* Given task *
Give every line of the records below as a JSON list of strings, one string per line, with blank lines and the pictures left out.

[Coordinate annotation entries]
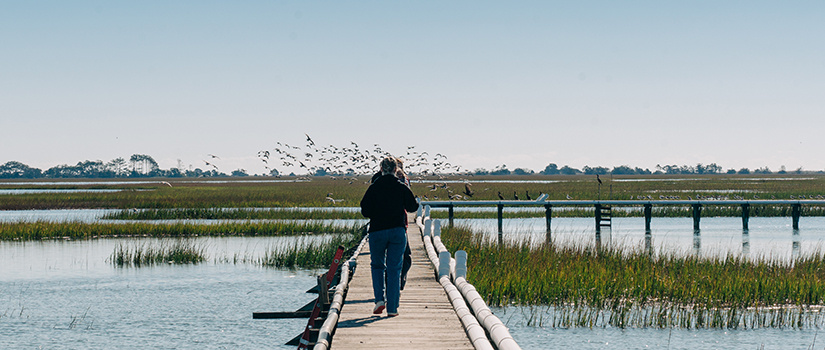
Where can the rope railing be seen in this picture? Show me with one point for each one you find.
(452, 276)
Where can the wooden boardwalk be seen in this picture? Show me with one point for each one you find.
(426, 318)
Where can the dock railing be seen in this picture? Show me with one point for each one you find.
(328, 327)
(484, 329)
(746, 205)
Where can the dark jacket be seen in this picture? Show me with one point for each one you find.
(386, 203)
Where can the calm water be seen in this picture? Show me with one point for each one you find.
(64, 295)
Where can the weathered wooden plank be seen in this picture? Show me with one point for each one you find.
(426, 318)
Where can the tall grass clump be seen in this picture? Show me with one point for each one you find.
(308, 252)
(180, 251)
(623, 287)
(80, 230)
(232, 214)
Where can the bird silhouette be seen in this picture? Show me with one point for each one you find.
(467, 190)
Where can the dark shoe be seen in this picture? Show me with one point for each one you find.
(379, 308)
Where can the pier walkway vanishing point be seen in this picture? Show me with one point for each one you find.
(431, 315)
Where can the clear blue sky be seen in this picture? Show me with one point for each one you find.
(607, 83)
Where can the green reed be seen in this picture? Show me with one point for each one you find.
(78, 230)
(615, 285)
(308, 253)
(234, 194)
(180, 251)
(233, 214)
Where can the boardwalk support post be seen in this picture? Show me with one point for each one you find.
(461, 264)
(796, 210)
(443, 264)
(648, 216)
(428, 227)
(697, 214)
(500, 208)
(746, 214)
(548, 211)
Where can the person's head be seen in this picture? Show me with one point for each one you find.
(388, 166)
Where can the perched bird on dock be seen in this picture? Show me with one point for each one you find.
(467, 190)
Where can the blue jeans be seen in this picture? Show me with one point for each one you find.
(386, 257)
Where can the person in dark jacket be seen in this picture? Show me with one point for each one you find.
(404, 179)
(386, 204)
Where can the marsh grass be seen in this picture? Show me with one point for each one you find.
(233, 214)
(178, 251)
(629, 287)
(308, 253)
(231, 194)
(78, 230)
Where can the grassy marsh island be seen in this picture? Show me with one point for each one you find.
(628, 287)
(79, 230)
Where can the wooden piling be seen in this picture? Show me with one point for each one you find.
(500, 208)
(697, 214)
(548, 211)
(648, 216)
(745, 215)
(796, 211)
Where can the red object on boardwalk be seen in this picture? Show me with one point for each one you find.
(316, 311)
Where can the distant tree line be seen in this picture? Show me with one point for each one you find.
(141, 166)
(698, 169)
(138, 166)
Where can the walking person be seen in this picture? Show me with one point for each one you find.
(404, 179)
(386, 204)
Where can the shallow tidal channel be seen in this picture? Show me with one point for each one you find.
(66, 295)
(59, 294)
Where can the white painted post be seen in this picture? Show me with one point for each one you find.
(461, 264)
(443, 264)
(428, 227)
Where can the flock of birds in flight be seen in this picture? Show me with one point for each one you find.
(349, 160)
(353, 160)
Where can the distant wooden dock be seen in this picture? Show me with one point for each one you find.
(426, 318)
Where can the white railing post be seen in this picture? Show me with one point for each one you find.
(443, 264)
(428, 227)
(461, 264)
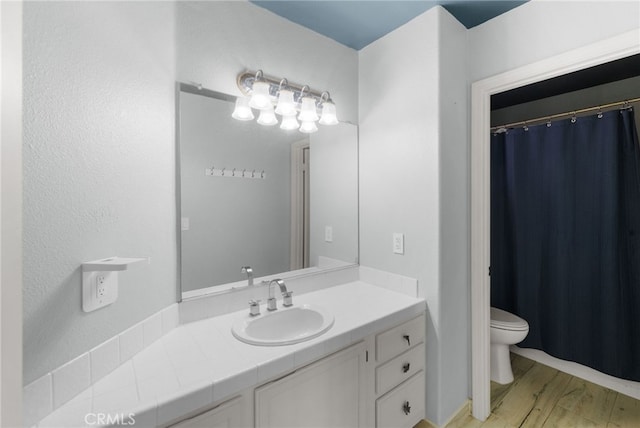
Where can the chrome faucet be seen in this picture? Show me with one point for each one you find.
(271, 301)
(249, 272)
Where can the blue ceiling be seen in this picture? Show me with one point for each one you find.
(357, 23)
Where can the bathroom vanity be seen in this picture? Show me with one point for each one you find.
(367, 370)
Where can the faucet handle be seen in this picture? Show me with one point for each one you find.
(254, 307)
(286, 298)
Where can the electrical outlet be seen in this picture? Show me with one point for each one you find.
(101, 290)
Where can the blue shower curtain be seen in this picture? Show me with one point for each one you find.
(565, 238)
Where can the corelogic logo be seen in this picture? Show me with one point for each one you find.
(102, 419)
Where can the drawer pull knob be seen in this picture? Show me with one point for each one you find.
(406, 337)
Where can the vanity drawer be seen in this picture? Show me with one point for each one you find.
(403, 407)
(399, 339)
(399, 369)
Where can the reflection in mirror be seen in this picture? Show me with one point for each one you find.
(252, 195)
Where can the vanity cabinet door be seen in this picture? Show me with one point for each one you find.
(329, 393)
(226, 415)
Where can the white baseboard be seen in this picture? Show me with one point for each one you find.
(626, 387)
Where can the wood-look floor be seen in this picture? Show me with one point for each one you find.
(543, 397)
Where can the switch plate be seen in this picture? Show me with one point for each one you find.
(398, 243)
(99, 289)
(328, 234)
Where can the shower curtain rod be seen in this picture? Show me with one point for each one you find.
(502, 128)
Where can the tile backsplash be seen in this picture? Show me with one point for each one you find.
(49, 392)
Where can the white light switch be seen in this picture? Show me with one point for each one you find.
(328, 234)
(398, 243)
(184, 223)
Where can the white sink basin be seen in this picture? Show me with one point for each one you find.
(284, 326)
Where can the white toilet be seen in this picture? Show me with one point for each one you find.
(506, 329)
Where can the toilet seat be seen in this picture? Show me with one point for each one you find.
(504, 320)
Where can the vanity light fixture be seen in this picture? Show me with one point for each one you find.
(292, 103)
(267, 116)
(242, 110)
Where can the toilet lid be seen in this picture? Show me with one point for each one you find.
(506, 320)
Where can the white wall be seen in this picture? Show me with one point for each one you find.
(11, 214)
(413, 179)
(334, 193)
(99, 162)
(541, 29)
(98, 168)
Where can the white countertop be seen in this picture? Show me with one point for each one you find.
(199, 363)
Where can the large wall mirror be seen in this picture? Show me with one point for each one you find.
(282, 202)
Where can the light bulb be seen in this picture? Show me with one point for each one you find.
(308, 111)
(286, 106)
(242, 111)
(260, 98)
(267, 117)
(308, 127)
(328, 114)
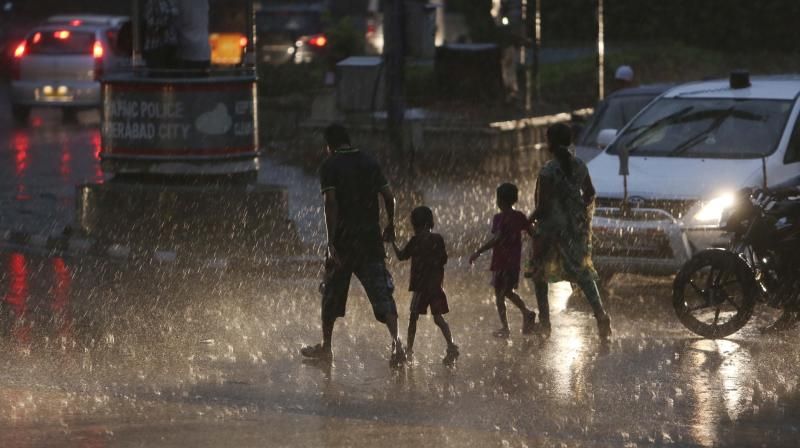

* Written answer *
[
  "Where can the rope railing be seen in this picture? Show me with one point for each one you find.",
  "(452, 276)",
  "Where can the wooden boardwalk be seen in this picture? Show me with one point for each one you find.",
  "(426, 318)",
  "Where can the dock railing be seen in this picture? Show me with one point for each one you find.",
  "(328, 327)",
  "(484, 329)",
  "(746, 205)",
  "Where can the dark jacket be seen in this picture? Show me with one point for each one you find.",
  "(386, 203)",
  "Where can the calm water be seen in this picture? Show me with one point for each one you find.",
  "(64, 295)",
  "Where can the weathered wooden plank be seen in this picture? Show me with one point for each one you find.",
  "(426, 318)",
  "Where can the tall grass clump be seen in this picture? Show me with one point for each one you find.",
  "(308, 252)",
  "(180, 251)",
  "(623, 287)",
  "(80, 230)",
  "(232, 214)",
  "Where can the bird silhouette be seen in this picture? Show me with one point for each one you find.",
  "(467, 190)",
  "Where can the dark shoe be seen in this picture? Show me with one point for each one you find.",
  "(379, 308)",
  "Where can the pier walkway vanishing point be seen in this picture? Show me with one point for each one you find.",
  "(431, 315)",
  "Where can the clear blue sky be seen in this picture? Show me with one point for each one you find.",
  "(607, 83)",
  "Where can the green reed be seen in this picture? Show me with one point for each one you find.",
  "(78, 230)",
  "(615, 285)",
  "(308, 253)",
  "(234, 194)",
  "(180, 251)",
  "(233, 214)",
  "Where can the boardwalk support post be seen in this picture? Show me with one point for each one you find.",
  "(461, 264)",
  "(796, 210)",
  "(443, 264)",
  "(648, 216)",
  "(428, 227)",
  "(697, 214)",
  "(500, 208)",
  "(746, 214)",
  "(548, 211)",
  "Where can the person's head be seen in this picture? Show me with one point for each one you find.",
  "(388, 166)",
  "Where can the perched bird on dock be seen in this picture? Show me with one point for each one you find.",
  "(467, 190)",
  "Where can the blue jeans be seen in this picture? Show me with one point for each one you find.",
  "(386, 257)",
  "Where can the person in dark jacket be seen in this picture? Show me with one point for each one you find.",
  "(404, 179)",
  "(386, 204)",
  "Where can the marsh grass be seen in this picture? Show me with one point for each one you find.",
  "(233, 214)",
  "(178, 251)",
  "(629, 287)",
  "(308, 253)",
  "(231, 194)",
  "(78, 230)",
  "Where can the grassy marsh island be seen in this picture? Show me with one point for each one you find.",
  "(628, 287)",
  "(79, 230)",
  "Where can the wooden piling be seen in this picture? Show me with one point for each one you find.",
  "(500, 208)",
  "(697, 214)",
  "(548, 211)",
  "(648, 216)",
  "(745, 215)",
  "(796, 211)",
  "Where can the red object on boardwalk be seen in this picture? Show me with one point for each one you find.",
  "(316, 311)",
  "Where can the distant tree line be seen in this picture? Show me with one point for each one you find.",
  "(141, 166)",
  "(698, 169)",
  "(138, 166)",
  "Where can the walking person be seen in this picture? Show me with one point for each one you find.",
  "(404, 179)",
  "(386, 204)",
  "Where can the shallow tidal channel be seen in this picture? Show me with one point for each one you find.",
  "(66, 295)",
  "(59, 294)",
  "Where can the white painted post be seen in this picture? Show me with one point for each one you find.",
  "(461, 264)",
  "(443, 264)",
  "(428, 227)",
  "Where can the flock of birds in flight be seen in this picture? Show me with one point for each one you find.",
  "(349, 160)",
  "(353, 160)",
  "Where can the distant wooden dock be seen in this picture? Show me with one point for each one you find.",
  "(426, 318)",
  "Where can the white railing post be seen in this picture? Show me with one point for each one you find.",
  "(443, 264)",
  "(428, 227)",
  "(461, 264)",
  "Where can the chrome faucet be seen in this picture? Show me with one point for each one you find.",
  "(271, 301)",
  "(249, 272)",
  "Where can the blue ceiling be seen in this picture? Show me with one point for each one you find.",
  "(357, 23)",
  "Where can the bathroom vanity be seen in this picture? Show me with one point for each one you find.",
  "(367, 370)",
  "Where can the faucet handle be seen in this picture? Show me with one point for each one you find.",
  "(254, 307)",
  "(286, 298)",
  "Where can the electrical outlet be seen in this picture? Show me with one point for each one you find.",
  "(101, 290)",
  "Where can the blue shower curtain be seen in this picture? Show me with one point for each one you find.",
  "(565, 238)",
  "Where can the corelogic logo be seen in this picture? Show me with one point for each one you find.",
  "(102, 419)",
  "Where can the drawer pull knob be seen in this picture? Show me with one point for each one you find.",
  "(406, 337)",
  "Where can the vanity drawer be seen in this picture? Show me with one point for each one you find.",
  "(403, 407)",
  "(399, 339)",
  "(399, 369)",
  "Where can the reflection in mirror be seen in this picture? Show me with one point for each one you find.",
  "(252, 195)",
  "Where can the vanity cabinet door be seen in this picture? Show me with one point for each one you find.",
  "(329, 393)",
  "(226, 415)",
  "Where can the white baseboard be seen in this picture? Show me with one point for each one you find.",
  "(626, 387)",
  "Where can the wood-look floor be seen in this picture? Show me with one point for each one you find.",
  "(543, 397)",
  "Where can the switch plate be seen in this picture? Show me with one point for each one you find.",
  "(398, 243)",
  "(99, 289)",
  "(328, 234)",
  "Where can the shower curtain rod be seen in this picture? Show me with one point for each one you find.",
  "(502, 128)",
  "Where can the tile backsplash be seen in this picture? Show me with one point for each one you find.",
  "(49, 392)",
  "Where can the white light switch be seen in this picture? Show me with one point for each one you find.",
  "(328, 234)",
  "(398, 243)",
  "(184, 223)",
  "Where can the white sink basin be seen in this picture? Show me with one point for each one you find.",
  "(284, 326)",
  "Where can the white toilet be seen in this picture? Show me with one point for each one you find.",
  "(506, 329)",
  "Where can the toilet seat be seen in this picture? Show me with one point for each one you find.",
  "(504, 320)",
  "Where can the vanity light fixture be seen in this picture? Show me with one point for each one you find.",
  "(292, 103)",
  "(267, 116)",
  "(242, 110)",
  "Where can the toilet lid be seen in this picture? Show me with one point for each one you find.",
  "(506, 320)",
  "Where can the white wall be seen in this picture? Show me with one point for each one you find.",
  "(11, 214)",
  "(413, 179)",
  "(334, 193)",
  "(99, 162)",
  "(541, 29)",
  "(98, 168)",
  "Where can the white countertop be seen in this picture? Show me with one point for each one you find.",
  "(199, 363)",
  "Where can the large wall mirror be seen in this picture? Show me with one point for each one you find.",
  "(282, 202)",
  "Where can the light bulb be seen in this picture? Show me with one point for each one you find.",
  "(308, 111)",
  "(286, 106)",
  "(242, 111)",
  "(260, 98)",
  "(267, 117)",
  "(308, 127)",
  "(328, 114)"
]